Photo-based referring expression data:
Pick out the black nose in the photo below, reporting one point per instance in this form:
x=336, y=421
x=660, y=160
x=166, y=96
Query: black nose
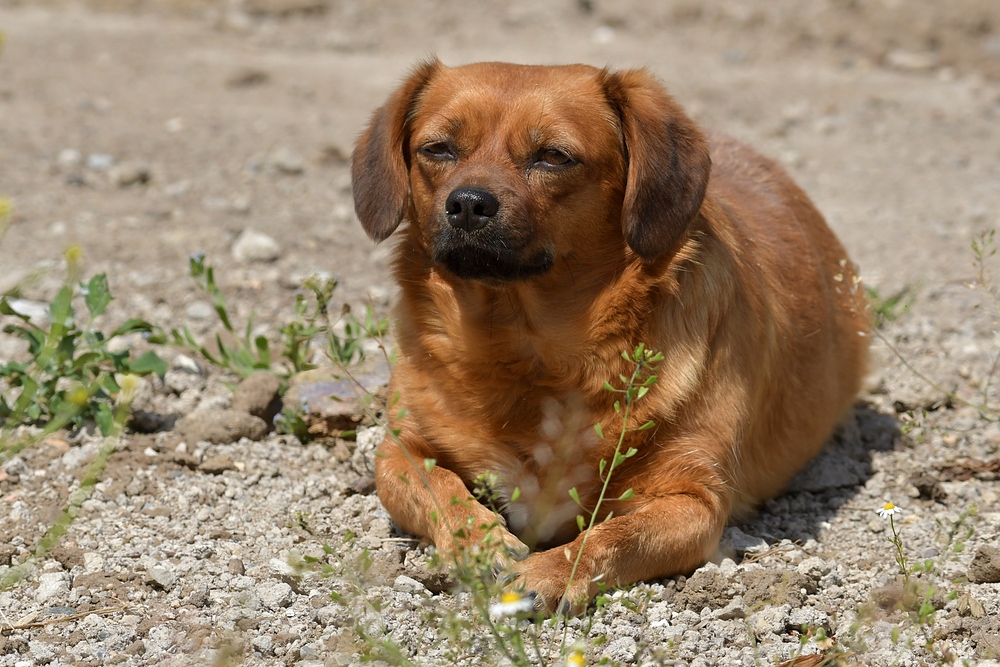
x=470, y=209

**PROBLEM TO SOLVE:**
Above are the records; repeat them all exactly, without the pictures.

**SOLUTION FOR THIS PROBLEM:**
Pick out the black nose in the photo below, reporting one point per instance in this form:
x=336, y=421
x=660, y=160
x=166, y=96
Query: black nose
x=470, y=209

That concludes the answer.